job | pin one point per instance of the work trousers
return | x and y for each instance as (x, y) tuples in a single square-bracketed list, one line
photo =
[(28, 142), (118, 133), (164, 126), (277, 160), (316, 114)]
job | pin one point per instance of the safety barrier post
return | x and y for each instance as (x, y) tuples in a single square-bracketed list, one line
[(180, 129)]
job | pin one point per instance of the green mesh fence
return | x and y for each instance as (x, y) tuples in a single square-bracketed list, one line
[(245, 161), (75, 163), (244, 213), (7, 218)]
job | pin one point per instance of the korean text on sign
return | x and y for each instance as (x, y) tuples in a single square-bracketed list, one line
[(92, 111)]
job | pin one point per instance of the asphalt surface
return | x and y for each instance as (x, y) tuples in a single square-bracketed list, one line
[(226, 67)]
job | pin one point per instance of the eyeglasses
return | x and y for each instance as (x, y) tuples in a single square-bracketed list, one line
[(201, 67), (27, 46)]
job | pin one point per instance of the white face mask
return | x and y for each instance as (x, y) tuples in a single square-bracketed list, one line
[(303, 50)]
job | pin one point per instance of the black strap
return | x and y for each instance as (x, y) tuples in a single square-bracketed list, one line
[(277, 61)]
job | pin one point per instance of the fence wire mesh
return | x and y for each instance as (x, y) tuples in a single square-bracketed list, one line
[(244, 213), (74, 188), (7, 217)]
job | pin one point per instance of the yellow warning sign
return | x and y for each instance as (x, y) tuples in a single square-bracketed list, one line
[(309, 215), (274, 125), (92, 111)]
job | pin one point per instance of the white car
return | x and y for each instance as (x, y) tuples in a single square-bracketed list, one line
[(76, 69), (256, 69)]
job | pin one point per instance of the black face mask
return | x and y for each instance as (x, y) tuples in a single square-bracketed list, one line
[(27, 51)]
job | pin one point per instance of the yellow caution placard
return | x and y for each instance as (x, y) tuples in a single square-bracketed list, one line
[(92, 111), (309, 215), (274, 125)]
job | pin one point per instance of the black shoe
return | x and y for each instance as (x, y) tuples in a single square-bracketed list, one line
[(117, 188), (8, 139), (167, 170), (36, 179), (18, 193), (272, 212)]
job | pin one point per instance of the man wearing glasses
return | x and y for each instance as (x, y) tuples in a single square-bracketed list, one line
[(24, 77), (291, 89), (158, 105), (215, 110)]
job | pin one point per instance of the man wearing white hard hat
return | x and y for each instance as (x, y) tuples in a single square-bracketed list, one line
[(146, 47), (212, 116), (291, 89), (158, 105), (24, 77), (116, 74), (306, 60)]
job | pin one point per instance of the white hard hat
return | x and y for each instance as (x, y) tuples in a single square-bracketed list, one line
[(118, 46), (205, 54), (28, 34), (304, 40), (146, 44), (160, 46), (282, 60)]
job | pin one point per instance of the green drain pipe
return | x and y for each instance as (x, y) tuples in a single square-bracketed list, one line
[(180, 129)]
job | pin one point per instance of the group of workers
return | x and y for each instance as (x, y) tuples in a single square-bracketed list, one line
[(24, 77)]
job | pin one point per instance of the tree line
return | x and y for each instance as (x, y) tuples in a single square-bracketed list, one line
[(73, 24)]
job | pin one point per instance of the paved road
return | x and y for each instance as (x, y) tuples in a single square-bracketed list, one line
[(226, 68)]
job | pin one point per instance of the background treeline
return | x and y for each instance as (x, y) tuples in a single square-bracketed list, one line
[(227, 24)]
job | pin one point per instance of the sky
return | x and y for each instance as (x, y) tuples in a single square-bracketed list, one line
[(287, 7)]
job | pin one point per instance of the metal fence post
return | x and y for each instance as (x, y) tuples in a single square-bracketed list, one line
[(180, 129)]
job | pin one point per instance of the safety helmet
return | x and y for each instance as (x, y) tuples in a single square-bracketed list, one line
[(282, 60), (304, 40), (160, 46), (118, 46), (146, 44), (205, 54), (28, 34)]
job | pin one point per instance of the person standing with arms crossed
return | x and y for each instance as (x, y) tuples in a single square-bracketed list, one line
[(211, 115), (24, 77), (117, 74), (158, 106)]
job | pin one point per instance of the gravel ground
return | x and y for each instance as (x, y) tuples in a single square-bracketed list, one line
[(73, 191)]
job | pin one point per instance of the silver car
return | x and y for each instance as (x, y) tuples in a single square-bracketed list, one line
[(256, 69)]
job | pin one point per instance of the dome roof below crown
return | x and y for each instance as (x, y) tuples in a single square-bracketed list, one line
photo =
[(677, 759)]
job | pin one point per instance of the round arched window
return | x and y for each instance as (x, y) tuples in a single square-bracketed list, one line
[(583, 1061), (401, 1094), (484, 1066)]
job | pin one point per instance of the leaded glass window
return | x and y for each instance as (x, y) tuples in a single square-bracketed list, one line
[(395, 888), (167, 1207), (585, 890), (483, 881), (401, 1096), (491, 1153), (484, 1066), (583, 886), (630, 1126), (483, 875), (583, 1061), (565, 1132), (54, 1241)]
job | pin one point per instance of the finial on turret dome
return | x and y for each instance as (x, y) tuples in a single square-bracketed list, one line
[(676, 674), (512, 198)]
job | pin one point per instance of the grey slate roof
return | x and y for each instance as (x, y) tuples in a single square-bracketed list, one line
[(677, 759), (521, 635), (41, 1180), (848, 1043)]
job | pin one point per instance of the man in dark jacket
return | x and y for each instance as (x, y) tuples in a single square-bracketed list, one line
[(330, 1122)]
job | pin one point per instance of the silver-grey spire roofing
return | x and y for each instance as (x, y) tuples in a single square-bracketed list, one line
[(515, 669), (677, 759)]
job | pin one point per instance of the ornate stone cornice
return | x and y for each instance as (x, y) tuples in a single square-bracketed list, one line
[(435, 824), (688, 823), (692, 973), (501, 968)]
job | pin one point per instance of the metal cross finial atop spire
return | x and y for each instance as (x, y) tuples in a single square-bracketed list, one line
□ □ □ □ □
Rewrite every row above as a numbered list, leaving out any blank lines.

1. job | pin one point per instance of the work trousers
2. return | x and y for each instance as (x, y) tuples in a single square-bracketed list, one line
3. photo =
4. [(28, 142), (118, 133), (164, 126), (277, 160), (316, 114)]
5. job | pin one point per instance of the safety barrier post
6. return | x and y for each instance as (x, y) tuples in a single square-bracketed list, one line
7. [(180, 129)]
8. job | pin one point per instance of the green mesh fence
9. return | x and y for each instance as (x, y) tuples in a single square-bracketed list, one line
10. [(245, 161), (75, 163), (244, 213), (7, 218)]
11. job | pin one point per instance of the korean text on sign
12. return | x and y for each instance as (x, y) tuples in a single square-bracketed list, one line
13. [(92, 111)]
14. job | pin one point per instance of the asphalt surface
15. return | x and y for each instance as (x, y) tuples in a single square-bracketed list, one line
16. [(226, 67)]
17. job | pin one point per instance of the eyeglasses
18. return | x and y for each instance as (x, y) tuples in a single square-bracketed list, one line
19. [(201, 67), (27, 46)]
20. job | pin one point per instance of the white face mask
21. return | x and y for each instance as (x, y) tuples in a single square-bracketed list, one line
22. [(303, 50)]
23. job | pin one point per instance of the black strap
24. return | x and y for each instance as (x, y) tuples in a single square-bracketed list, one line
25. [(277, 61)]
26. job | pin one point per instance of the fence wire mesh
27. return | x and y for each instance as (x, y) tuples in a single square-bracketed list, one line
28. [(244, 213), (74, 188), (7, 217)]
29. job | pin one point per instance of the yellow warning sign
30. return | x and y for each instance as (x, y) tuples in a single square-bracketed list, one line
31. [(309, 215), (274, 125), (92, 111)]
32. job | pin one point per instance of the white car
33. return | x and y for each instance as (x, y) tuples in a single square-bracketed list, one line
34. [(76, 69), (256, 69)]
35. job | pin one point per instance of the black face mask
36. return | x and y for each instance as (x, y) tuples in a single square-bracketed list, one line
37. [(27, 51)]
38. job | pin one point per instance of the yellow caution placard
39. return | x and y for each instance as (x, y) tuples in a single square-bracketed list, one line
40. [(92, 111), (309, 215), (274, 125)]
41. job | pin one point per instance of the black shoe
42. return | x and y for each instance as (x, y) tuples in a single square-bracketed list, one line
43. [(117, 188), (8, 139), (167, 170), (36, 179), (18, 193), (272, 212)]
44. job | pin one point per instance of the man wearing glasses
45. return | x and y for each instance as (x, y) tuples in a single square-bracketed list, one line
46. [(24, 77), (291, 89), (158, 105), (215, 110)]
47. job | pin one point per instance of the man wearing white hard hat
48. return | x and y for each instance as (x, y) tuples in a single square-bracketed list, one line
49. [(146, 47), (212, 116), (291, 89), (158, 105), (24, 77), (116, 74), (306, 60)]
50. job | pin one point per instance of the white hard hat
51. return | x and y for each instance as (x, y) tuples in a single square-bracketed list, one line
52. [(118, 46), (205, 54), (28, 34), (304, 40), (146, 44), (160, 46), (282, 60)]
53. job | pin one point per instance of the green drain pipe
54. return | x and y for each instance as (x, y) tuples in a single square-bracketed list, one line
55. [(180, 129)]
56. job | pin one point per instance of the group of workers
57. return | x and y for each instance as (x, y) tuples in a single square-bracketed list, one line
58. [(24, 77)]
59. job | pin one point per instance of the tree line
60. return | x and y for each instance as (x, y) tuples in a single square-bracketed list, one line
61. [(73, 24)]
62. job | pin one point per instance of the paved road
63. return | x and y for each instance as (x, y) tuples in a single square-bracketed list, one line
64. [(226, 68)]
65. job | pin one point per instance of the background treeline
66. return | x and y for each instance as (x, y) tuples in a single square-bracketed list, one line
67. [(227, 24)]
68. job | pin one point per instance of the sky
69. return | x and y for each instance as (x, y) tuples in a single square-bracketed list, one line
70. [(287, 7)]
71. job | pin one point per instance of the metal fence post
72. return | x and y for each instance as (x, y) tuples in a single square-bracketed list, one line
73. [(180, 129)]
74. job | pin one point per instance of the safety helmet
75. return | x and y for each instance as (x, y) tuples in a single square-bracketed list, one line
76. [(282, 60), (304, 40), (160, 46), (118, 46), (146, 44), (205, 54), (28, 34)]
77. job | pin one point per instance of the person standing with arms crossed
78. return | x and y for each instance as (x, y) tuples in a single square-bracketed list, one line
79. [(211, 115), (24, 77), (117, 74), (158, 106)]
80. job | pin one point per instance of the gravel ground
81. return | x and y for each instance as (x, y) tuples in a single square-bracketed list, one line
82. [(73, 191)]
83. job | pin one point per instance of the silver car
84. return | x and y for each instance as (x, y) tuples in a single square-bracketed list, one line
85. [(256, 69)]
86. job | pin one point per instance of the dome roof below crown
87. return | x and y for each instance as (x, y) tuples in a single square-bracketed list, one line
88. photo =
89. [(677, 759)]
90. job | pin one point per instance of the round arched window
91. return | x and y for each instance as (x, y) tuples in a single square-bracketed list, one line
92. [(583, 1061), (401, 1094), (484, 1066)]
93. job | pin one point per instance of the leaded glass window
94. return | x and y for each instance as (x, y) tuples in a single square-bracketed list, one line
95. [(395, 888), (167, 1207), (585, 890), (483, 881), (401, 1096), (491, 1153), (484, 1066), (583, 886), (630, 1126), (483, 875), (583, 1061), (565, 1132), (54, 1241)]
96. job | pin one point per instance of the finial on turret dome
97. return | x and y for each instance as (x, y) tuples in a single square-bracketed list, one line
98. [(676, 674), (512, 198)]
99. job | pin one point per instance of the grey slate roof
100. return | x and y for each instance as (x, y) tuples in a single square-bracketed list, one line
101. [(677, 759), (521, 635), (41, 1180), (848, 1043)]
102. job | pin one point per instance of the man in dark jacket
103. return | x and y for each instance as (x, y) tuples in a single square-bracketed list, one line
104. [(330, 1122)]
105. job | pin one point per instance of the silver-grey spire roofing
106. return | x and y for each instance as (x, y) tuples in a single square-bracketed list, one line
107. [(515, 669), (677, 759)]
108. job | pin one point per instance of the ornate stone cornice
109. return | x and y for each instance as (x, y) tuples in a single square-bracketed list, one line
110. [(435, 824), (688, 823), (692, 973), (501, 968)]
111. job | pin one point per instance of the metal cross finial atop spire
112. return | x and y for each instance as (x, y) tuples in a single square-bracketed list, one line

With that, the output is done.